(Collected data)

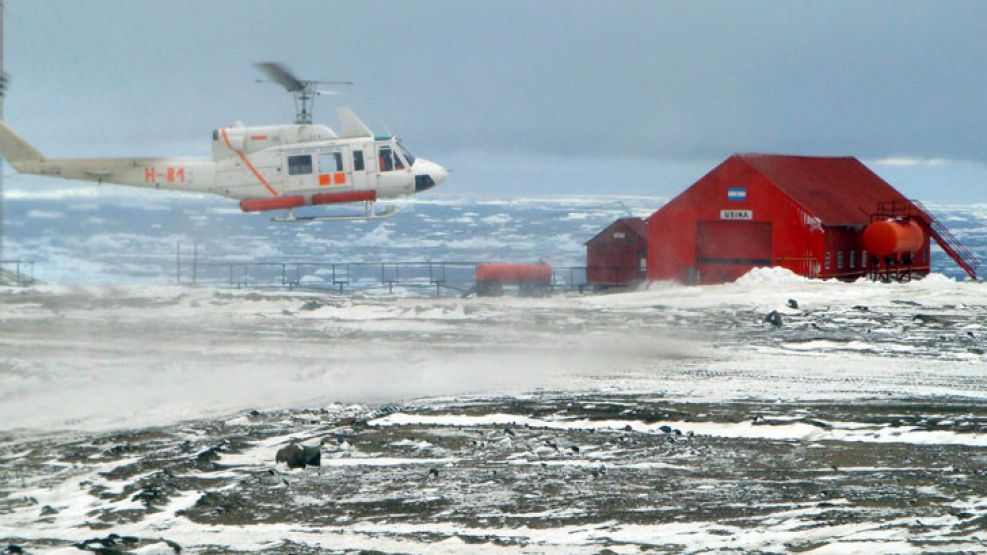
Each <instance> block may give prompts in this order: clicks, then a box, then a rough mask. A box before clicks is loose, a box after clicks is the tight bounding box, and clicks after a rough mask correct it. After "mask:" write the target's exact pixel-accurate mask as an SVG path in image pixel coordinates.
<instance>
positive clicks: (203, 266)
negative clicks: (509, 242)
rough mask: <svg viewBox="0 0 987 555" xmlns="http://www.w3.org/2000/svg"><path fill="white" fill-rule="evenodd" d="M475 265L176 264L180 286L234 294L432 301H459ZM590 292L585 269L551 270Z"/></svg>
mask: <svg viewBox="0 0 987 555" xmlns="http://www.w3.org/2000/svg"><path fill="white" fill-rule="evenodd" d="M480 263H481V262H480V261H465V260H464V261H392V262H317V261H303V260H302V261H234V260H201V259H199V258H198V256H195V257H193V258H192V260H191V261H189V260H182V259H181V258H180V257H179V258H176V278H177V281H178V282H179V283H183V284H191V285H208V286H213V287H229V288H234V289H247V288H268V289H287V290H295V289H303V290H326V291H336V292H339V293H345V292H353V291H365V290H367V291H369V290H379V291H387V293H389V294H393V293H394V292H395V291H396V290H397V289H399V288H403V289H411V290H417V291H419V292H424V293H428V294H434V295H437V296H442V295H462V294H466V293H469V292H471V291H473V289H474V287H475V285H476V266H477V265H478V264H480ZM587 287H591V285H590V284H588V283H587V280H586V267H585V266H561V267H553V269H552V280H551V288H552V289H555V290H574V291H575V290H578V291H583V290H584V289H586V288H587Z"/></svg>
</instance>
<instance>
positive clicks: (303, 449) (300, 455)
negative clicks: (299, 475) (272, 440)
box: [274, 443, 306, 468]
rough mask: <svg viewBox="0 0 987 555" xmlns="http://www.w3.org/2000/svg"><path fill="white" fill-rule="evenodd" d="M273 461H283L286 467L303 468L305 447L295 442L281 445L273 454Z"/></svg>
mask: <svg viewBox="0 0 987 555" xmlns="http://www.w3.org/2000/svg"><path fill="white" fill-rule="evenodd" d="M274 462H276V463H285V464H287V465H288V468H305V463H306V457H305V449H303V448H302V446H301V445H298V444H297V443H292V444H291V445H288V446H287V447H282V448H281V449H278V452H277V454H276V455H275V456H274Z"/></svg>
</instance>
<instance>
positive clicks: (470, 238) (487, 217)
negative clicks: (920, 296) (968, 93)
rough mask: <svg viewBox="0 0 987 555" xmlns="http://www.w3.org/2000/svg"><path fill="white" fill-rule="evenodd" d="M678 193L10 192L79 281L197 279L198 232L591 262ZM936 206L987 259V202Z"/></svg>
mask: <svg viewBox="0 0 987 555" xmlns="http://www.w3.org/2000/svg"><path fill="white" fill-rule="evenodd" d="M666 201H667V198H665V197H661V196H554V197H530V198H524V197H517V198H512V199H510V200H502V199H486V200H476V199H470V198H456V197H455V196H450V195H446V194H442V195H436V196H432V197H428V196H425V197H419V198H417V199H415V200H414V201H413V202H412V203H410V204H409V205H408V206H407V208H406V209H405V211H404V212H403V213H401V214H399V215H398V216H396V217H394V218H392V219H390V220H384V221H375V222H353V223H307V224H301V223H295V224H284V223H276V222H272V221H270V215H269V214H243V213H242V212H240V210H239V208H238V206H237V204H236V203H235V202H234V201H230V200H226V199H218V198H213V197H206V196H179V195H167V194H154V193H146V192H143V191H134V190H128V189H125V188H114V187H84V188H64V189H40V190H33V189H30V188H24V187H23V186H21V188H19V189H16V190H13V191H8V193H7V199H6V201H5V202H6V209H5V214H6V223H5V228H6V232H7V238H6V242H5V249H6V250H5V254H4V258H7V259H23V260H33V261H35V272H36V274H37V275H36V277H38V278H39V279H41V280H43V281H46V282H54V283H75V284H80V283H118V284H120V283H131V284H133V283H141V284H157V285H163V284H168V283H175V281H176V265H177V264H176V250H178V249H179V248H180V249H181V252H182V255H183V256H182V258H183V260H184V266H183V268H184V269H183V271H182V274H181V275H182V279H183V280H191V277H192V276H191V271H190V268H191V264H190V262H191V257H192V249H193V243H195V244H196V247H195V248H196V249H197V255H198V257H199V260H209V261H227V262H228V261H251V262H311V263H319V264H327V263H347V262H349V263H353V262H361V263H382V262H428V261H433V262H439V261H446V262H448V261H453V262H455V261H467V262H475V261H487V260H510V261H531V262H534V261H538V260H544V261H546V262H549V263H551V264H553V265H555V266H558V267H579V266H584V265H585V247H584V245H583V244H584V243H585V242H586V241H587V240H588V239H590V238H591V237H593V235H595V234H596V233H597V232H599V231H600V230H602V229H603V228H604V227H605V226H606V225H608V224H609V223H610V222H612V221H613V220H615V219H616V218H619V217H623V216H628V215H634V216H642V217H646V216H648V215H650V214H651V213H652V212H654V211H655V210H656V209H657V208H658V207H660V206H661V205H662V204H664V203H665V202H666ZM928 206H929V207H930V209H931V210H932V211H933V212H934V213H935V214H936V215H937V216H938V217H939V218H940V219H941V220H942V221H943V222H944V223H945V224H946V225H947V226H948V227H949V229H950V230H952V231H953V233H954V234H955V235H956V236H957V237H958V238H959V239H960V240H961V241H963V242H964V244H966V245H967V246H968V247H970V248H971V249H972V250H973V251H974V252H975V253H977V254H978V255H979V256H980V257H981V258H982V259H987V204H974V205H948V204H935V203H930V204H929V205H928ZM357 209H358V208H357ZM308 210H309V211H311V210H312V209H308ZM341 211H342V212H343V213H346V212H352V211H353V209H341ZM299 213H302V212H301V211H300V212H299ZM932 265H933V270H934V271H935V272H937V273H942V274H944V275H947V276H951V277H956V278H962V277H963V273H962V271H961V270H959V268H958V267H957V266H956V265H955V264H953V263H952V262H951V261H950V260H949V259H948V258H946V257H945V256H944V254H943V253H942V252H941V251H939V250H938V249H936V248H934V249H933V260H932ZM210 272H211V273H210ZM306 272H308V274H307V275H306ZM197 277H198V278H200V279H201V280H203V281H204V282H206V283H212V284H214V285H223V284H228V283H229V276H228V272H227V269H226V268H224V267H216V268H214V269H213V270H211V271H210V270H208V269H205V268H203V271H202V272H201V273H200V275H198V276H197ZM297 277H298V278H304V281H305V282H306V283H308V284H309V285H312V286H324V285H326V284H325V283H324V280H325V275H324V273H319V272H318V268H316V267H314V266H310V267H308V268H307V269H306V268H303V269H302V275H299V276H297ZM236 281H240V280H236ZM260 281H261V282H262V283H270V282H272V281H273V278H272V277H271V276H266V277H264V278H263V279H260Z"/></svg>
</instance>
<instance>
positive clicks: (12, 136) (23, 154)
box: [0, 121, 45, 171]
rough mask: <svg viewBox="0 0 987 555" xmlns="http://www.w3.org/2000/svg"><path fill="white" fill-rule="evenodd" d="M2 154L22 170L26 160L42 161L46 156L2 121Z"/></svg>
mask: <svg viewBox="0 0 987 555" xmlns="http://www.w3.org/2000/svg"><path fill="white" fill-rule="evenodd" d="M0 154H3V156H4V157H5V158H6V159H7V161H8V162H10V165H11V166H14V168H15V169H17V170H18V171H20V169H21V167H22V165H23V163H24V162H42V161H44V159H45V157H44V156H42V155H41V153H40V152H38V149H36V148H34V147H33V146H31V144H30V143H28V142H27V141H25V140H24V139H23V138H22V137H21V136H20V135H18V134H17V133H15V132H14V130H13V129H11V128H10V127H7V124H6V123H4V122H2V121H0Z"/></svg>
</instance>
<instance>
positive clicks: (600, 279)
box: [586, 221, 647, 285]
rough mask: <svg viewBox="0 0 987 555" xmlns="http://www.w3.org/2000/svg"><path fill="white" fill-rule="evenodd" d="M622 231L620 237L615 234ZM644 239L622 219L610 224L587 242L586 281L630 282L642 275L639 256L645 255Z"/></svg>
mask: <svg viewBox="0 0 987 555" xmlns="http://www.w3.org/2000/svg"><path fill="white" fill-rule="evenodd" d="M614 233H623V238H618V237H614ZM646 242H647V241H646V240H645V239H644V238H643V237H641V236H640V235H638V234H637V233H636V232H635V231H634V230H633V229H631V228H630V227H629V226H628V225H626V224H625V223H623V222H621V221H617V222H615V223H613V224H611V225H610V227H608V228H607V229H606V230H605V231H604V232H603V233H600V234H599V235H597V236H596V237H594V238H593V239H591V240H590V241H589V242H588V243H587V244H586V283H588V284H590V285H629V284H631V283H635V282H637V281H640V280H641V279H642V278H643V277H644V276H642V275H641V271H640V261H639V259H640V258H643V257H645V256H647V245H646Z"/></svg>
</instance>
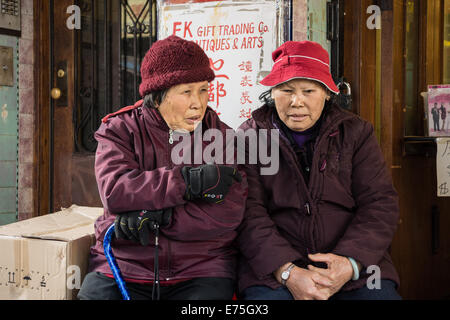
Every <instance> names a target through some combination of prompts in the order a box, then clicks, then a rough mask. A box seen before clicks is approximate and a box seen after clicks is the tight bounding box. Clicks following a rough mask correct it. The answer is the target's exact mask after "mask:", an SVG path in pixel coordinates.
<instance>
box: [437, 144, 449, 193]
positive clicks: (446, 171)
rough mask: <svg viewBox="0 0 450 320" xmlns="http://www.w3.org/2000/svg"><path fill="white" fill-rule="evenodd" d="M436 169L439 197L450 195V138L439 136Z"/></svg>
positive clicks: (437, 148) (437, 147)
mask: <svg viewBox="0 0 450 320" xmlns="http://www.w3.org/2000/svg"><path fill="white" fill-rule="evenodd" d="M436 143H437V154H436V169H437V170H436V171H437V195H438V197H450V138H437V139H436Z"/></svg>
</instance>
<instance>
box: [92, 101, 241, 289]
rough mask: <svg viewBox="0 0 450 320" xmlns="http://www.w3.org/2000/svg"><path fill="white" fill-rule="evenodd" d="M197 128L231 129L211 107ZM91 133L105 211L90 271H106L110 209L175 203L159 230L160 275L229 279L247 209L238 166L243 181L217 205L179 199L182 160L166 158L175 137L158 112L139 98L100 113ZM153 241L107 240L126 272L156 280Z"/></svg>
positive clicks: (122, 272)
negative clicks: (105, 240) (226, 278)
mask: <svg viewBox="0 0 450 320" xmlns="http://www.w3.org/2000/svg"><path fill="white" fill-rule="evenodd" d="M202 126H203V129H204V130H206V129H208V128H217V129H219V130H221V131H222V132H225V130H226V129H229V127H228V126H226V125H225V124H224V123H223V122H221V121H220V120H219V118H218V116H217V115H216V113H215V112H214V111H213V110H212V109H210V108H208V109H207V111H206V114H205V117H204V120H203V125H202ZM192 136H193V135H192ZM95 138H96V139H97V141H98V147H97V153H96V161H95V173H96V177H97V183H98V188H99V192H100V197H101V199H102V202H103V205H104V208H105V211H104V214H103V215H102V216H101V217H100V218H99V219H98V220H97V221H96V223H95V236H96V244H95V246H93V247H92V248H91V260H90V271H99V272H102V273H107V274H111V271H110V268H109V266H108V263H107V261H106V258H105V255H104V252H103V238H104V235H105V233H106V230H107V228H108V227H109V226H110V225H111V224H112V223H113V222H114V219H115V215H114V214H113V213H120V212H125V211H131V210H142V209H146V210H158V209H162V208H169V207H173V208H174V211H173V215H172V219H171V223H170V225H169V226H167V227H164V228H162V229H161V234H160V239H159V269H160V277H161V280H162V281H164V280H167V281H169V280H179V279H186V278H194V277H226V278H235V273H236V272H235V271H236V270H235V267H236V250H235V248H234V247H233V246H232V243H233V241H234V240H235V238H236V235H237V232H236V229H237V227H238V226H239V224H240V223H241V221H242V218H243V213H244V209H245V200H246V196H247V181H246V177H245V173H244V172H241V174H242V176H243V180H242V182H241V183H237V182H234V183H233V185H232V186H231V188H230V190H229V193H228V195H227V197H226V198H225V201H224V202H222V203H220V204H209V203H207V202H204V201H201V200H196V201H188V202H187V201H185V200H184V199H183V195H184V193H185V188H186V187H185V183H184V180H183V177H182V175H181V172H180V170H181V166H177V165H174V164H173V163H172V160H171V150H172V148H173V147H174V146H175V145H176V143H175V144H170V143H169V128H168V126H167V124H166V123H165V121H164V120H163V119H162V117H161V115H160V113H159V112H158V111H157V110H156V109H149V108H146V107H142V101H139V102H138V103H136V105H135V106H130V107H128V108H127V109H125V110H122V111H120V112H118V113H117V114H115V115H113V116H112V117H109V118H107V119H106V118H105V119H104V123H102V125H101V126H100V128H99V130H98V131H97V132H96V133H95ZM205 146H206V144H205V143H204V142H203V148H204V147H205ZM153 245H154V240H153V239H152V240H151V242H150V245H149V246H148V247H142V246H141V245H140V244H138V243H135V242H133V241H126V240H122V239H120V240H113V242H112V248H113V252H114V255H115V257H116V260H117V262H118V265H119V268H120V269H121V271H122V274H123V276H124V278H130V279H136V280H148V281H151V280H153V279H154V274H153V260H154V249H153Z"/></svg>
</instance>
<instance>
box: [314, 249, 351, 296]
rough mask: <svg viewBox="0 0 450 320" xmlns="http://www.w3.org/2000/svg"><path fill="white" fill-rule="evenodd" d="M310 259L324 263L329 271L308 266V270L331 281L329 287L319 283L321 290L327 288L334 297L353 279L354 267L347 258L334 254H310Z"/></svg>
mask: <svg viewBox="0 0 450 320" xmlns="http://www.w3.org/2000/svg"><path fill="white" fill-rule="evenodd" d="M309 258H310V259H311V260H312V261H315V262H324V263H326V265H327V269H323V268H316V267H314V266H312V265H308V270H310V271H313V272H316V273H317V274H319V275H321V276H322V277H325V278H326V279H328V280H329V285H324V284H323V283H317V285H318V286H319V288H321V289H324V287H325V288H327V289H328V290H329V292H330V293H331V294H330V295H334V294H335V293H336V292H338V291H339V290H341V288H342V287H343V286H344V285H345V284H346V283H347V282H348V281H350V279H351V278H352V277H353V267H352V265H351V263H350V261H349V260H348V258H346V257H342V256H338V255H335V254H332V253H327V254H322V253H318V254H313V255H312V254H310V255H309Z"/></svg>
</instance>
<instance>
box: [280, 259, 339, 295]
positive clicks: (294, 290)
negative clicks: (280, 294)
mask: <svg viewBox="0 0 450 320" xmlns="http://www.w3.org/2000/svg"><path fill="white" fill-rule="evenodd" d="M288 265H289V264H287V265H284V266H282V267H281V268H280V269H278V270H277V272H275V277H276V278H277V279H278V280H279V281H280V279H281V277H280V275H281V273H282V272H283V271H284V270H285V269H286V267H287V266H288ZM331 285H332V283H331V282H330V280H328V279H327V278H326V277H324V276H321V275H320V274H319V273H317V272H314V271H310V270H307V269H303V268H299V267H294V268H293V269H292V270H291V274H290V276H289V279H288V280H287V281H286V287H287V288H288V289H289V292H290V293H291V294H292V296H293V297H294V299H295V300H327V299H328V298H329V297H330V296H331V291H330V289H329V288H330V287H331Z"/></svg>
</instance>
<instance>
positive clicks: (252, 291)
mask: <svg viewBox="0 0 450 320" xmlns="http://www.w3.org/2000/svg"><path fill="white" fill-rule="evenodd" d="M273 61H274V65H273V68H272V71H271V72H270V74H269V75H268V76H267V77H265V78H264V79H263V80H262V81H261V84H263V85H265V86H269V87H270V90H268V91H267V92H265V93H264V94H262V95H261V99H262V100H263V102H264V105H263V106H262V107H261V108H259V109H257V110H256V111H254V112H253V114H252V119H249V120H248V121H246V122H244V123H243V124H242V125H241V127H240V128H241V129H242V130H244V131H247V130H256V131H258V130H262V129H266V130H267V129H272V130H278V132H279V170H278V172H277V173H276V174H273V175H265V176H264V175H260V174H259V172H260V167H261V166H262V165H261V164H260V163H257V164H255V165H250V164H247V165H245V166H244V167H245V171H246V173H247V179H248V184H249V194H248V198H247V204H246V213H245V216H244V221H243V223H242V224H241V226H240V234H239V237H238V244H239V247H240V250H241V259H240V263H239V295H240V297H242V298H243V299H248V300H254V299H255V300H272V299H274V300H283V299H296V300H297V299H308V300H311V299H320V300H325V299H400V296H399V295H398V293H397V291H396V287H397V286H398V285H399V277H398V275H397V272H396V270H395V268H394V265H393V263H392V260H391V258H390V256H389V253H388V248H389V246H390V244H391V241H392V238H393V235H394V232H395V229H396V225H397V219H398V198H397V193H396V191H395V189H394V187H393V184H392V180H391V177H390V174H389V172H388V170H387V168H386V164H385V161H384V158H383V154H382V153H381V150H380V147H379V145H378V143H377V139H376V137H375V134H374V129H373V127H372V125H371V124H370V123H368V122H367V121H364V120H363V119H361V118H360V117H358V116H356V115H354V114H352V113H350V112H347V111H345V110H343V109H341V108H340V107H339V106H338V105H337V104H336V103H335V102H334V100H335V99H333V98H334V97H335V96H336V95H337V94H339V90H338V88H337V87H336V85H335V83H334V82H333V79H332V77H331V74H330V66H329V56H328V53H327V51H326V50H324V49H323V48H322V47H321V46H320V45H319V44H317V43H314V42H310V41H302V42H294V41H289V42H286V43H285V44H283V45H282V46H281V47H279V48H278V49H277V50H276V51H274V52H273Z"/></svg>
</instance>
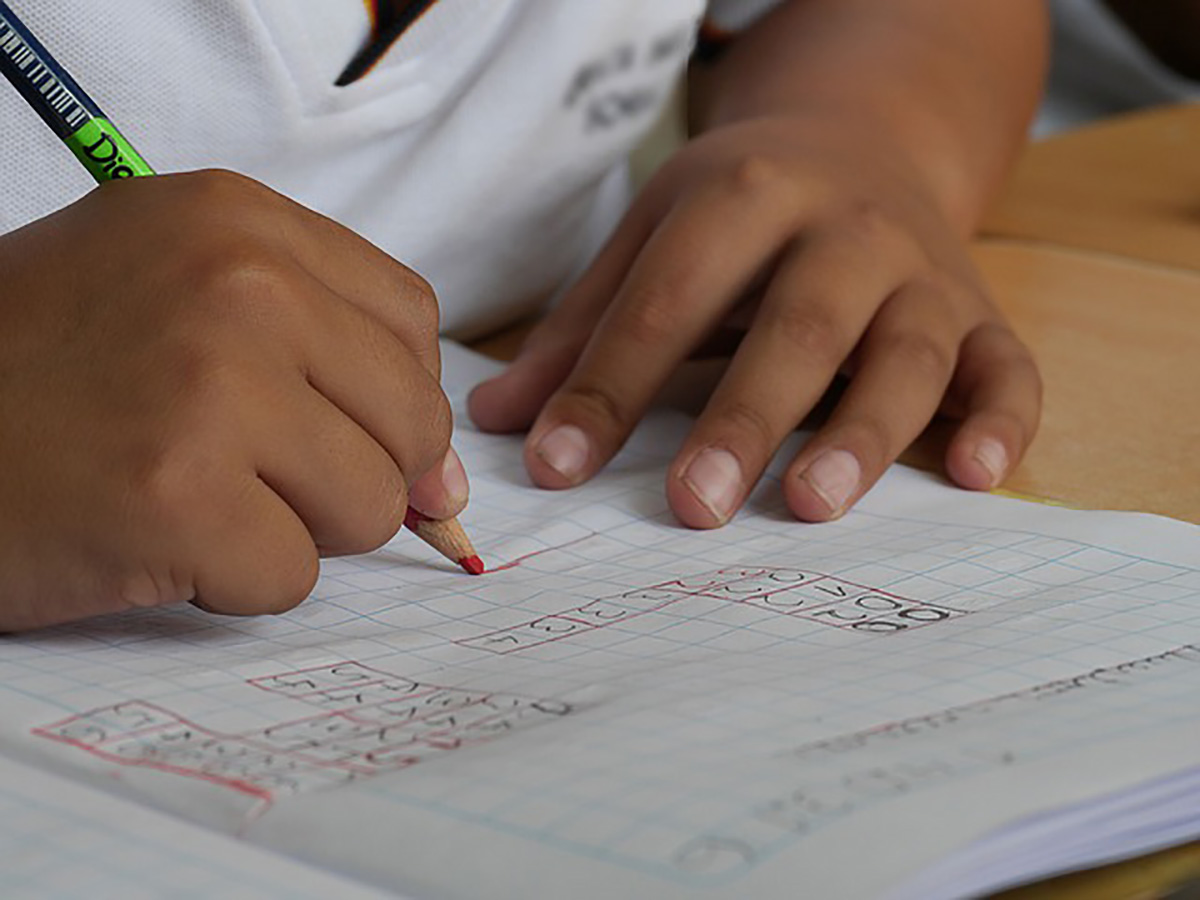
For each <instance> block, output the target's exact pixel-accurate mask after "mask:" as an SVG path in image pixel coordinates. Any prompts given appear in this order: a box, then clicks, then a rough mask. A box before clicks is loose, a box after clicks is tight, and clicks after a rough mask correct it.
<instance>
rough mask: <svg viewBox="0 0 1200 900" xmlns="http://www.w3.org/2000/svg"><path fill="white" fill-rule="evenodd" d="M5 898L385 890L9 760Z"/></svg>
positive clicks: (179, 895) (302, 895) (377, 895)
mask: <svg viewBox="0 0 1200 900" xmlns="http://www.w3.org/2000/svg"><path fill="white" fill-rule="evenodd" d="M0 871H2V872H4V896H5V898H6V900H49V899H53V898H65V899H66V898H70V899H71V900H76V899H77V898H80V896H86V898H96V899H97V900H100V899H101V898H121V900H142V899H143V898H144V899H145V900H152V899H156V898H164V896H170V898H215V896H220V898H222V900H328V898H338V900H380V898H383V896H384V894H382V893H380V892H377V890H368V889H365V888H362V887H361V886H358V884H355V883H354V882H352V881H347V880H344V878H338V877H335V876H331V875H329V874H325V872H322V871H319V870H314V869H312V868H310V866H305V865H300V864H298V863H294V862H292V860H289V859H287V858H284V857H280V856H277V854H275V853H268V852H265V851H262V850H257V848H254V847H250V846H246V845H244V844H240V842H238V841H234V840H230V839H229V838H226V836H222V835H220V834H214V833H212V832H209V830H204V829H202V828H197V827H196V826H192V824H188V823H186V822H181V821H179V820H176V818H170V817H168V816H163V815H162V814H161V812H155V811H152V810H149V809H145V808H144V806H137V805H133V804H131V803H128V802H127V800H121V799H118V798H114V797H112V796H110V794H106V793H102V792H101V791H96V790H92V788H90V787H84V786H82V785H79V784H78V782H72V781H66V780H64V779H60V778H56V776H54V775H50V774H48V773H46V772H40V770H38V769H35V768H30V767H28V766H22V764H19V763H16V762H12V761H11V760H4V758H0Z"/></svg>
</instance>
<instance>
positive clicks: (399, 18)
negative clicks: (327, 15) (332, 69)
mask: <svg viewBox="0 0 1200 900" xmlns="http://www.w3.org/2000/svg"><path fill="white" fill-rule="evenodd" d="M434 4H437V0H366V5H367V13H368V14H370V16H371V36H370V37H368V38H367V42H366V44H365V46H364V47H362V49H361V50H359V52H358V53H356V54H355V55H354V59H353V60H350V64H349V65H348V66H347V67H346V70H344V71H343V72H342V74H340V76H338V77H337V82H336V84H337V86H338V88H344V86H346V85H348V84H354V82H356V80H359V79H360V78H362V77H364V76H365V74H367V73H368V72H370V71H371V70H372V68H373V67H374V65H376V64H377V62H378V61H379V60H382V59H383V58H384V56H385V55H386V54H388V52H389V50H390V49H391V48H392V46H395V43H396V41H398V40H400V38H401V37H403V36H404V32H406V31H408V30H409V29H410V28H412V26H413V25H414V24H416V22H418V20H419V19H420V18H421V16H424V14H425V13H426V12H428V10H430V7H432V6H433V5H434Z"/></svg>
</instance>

Instructions for the task:
Go to the line with "169L439 197L450 195V138L439" in the entries above and repeat every line from there through the line with "positive clicks: (122, 272)", exactly and with no other text.

Written solution:
rough mask: <svg viewBox="0 0 450 320" xmlns="http://www.w3.org/2000/svg"><path fill="white" fill-rule="evenodd" d="M436 169L439 197L450 195V138L439 136Z"/></svg>
positive clicks: (437, 148) (437, 147)
mask: <svg viewBox="0 0 450 320" xmlns="http://www.w3.org/2000/svg"><path fill="white" fill-rule="evenodd" d="M436 143H437V154H436V169H437V170H436V171H437V195H438V197H450V138H437V139H436Z"/></svg>
</instance>
<instance>
box: [92, 101, 241, 289]
rough mask: <svg viewBox="0 0 450 320" xmlns="http://www.w3.org/2000/svg"><path fill="white" fill-rule="evenodd" d="M197 128L231 129L211 107ZM91 133L105 211L90 271H106L110 209L175 203L159 230L160 275L229 279L247 209L238 166L243 181L217 205L179 199L182 160L166 158L175 137L158 112L139 98L100 113ZM153 241L107 240L126 272L156 280Z"/></svg>
positive clicks: (122, 272)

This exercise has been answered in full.